Into the Woods
By Ela Bittencourt

Intregalde
Dir. Radu Muntean, Romania, Grasshopper Film

Anyone who’s ever been lost in the mountains, ankle-deep in mud, with bitter cold and night rapidly closing in, will immediately identify with the premise of Radu Muntean’s wickedly clever seventh feature, Intregalde. However, one need not have had any arduous alpine experience to appreciate the film’s entertaining plot or Muntean’s richly layered storytelling.

Muntean, who cowrote the screenplay with Alexandru Baciu and Razvan Radulescu, uses the Intregalde, a rugged, hardscrabble region in Romania, to make poignant points about the pitfalls of charity, putting to test the very term “humanitarian.” More precisely, Muntean depicts well-meaning urban folk who aim to help the country’s rural areas but end up needing rescuing themselves. Muntean’s story is then a social parable disguised as an adventure movie, with undertones of folkish horror. This aspect is further brought out by much of the film’s midsection having been shot in either dense fog or pitch-darkness, with lush shadows and mysterious, creaking sounds creating a frightful atmosphere. Ultimately, the only monsters are the ones lurking inside the human mind. Meanwhile, the mountains’ harsh climate and menacing aura also act as social equalizers. They strip down status, money, and class to the most basic, elementary survival.

Intregalde isn’t as solemn or humorless as this description might suggest. To sum up its basic narrative: a large party heads out from a mountain base bringing Christmas gifts and provisions to Intregalde’s villagers. But as the convoy splits up, one car gets stuck in the freezing mud on a secluded mountain road. The cars’ passengers must battle the bitter cold and their dwindling morale while also trying to get help. Their utter reliance on cellphones to get their bearings and to communicate leaves them further stranded, as there’s no radio signal in the vicinity—perhaps the starkest proof of just how much urbanites are prone to overestimate their self-reliance and tactical skills. Muntean sets up a sharp contrast between the opening sequence, in which the adventure seekers buzz about with efficient glee while preparing for their trip, and the later frictions that emerge within the group due to each traveler’s vulnerabilities. Their upbeat, breezy attitudes may end up pummeled to smithereens, but their fallibility, and even smallness, also make them relatably human.

The film closely follows three of these hapless folk, who ride together in a 4x4. Chief among the group is Maria (Maria Popiștasu), who at first travels with a couple that she describes as “the Grumpy Old Men from the Muppets”— cast as the husband is, hilariously, Muntean himself, who spent two months immersed in humanitarian adventure tours as part of his research for the film. To further flesh out the icky oddness of combining charity with adventure tourism, Muntean’s cameo character romanticizes his own role. The man’s wife sarcastically sums up his fancy notion that he’s a Santa Claus to a local little girl: “You made her happy one time. Then let her down for five years in a row by not showing up.”

*TASK INSTRUCTIONS:* According to the Intregalde review, who wrote the film's screenplay? Give each person's full name. Rely only on the Intregalde review above.

*RECORDS SHOWN:*
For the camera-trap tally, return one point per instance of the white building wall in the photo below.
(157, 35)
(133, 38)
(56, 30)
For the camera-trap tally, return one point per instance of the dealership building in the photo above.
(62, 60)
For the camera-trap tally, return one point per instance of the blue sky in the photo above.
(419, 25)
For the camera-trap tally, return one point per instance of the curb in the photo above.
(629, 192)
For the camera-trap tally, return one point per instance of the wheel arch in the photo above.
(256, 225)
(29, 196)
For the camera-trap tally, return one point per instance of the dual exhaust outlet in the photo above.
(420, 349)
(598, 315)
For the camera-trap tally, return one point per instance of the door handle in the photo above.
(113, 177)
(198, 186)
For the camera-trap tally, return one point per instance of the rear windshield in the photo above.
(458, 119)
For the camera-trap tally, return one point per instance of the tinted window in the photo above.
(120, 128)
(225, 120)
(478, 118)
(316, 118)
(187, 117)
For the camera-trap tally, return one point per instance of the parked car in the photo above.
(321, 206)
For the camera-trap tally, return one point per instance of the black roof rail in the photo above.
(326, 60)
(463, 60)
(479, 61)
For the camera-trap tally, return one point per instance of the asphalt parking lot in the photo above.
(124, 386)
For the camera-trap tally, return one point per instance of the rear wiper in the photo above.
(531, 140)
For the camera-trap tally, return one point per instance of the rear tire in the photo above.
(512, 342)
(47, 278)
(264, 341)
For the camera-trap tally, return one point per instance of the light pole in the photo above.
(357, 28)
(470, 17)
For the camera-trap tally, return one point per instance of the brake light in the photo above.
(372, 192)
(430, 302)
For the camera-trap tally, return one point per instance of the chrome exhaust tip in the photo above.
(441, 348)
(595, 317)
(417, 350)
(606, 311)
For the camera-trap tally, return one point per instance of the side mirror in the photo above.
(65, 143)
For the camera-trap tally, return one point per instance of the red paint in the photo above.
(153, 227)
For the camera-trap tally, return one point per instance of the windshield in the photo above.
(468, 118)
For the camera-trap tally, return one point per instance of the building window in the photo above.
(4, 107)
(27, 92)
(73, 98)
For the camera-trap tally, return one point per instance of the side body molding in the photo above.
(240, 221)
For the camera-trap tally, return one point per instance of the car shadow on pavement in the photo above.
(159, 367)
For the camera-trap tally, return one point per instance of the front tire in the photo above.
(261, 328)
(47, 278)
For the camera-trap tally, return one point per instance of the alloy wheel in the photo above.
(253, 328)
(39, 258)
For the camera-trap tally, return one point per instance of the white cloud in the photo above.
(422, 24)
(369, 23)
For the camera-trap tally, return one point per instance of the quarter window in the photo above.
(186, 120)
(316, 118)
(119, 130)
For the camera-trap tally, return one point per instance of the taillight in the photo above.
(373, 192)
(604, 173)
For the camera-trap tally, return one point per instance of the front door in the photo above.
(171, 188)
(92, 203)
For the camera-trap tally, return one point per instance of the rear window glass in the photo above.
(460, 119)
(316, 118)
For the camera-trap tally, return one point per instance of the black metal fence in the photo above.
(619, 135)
...
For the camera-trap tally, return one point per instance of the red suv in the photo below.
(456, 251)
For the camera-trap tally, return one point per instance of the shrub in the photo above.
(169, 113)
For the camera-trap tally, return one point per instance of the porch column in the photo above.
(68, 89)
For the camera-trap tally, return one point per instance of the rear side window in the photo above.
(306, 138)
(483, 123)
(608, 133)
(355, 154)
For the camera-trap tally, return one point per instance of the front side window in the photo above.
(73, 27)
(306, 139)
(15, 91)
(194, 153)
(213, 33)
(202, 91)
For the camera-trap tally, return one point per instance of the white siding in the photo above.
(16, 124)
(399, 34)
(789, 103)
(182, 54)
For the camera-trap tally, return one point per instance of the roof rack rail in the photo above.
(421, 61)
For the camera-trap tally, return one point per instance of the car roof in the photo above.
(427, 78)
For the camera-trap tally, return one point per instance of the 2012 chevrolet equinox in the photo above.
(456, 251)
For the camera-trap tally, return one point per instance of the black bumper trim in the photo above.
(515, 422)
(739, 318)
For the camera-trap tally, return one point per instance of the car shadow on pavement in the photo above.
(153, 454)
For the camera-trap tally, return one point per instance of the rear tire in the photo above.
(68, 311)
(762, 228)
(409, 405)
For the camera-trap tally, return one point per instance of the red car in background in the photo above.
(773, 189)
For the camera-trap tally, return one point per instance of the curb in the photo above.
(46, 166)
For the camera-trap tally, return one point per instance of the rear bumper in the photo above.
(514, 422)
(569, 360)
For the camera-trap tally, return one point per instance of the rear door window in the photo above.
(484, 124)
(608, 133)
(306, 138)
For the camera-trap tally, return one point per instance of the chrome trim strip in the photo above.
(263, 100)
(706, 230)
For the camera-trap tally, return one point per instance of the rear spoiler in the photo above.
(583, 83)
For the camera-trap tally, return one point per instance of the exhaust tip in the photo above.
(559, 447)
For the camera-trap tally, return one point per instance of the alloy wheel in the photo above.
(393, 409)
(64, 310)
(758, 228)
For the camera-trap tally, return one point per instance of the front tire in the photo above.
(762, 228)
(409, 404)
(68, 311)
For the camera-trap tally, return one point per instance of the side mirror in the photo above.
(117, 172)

*ANSWER TO THIS EXERCISE:*
Radu Muntean
Alexandru Baciu
Razvan Radulescu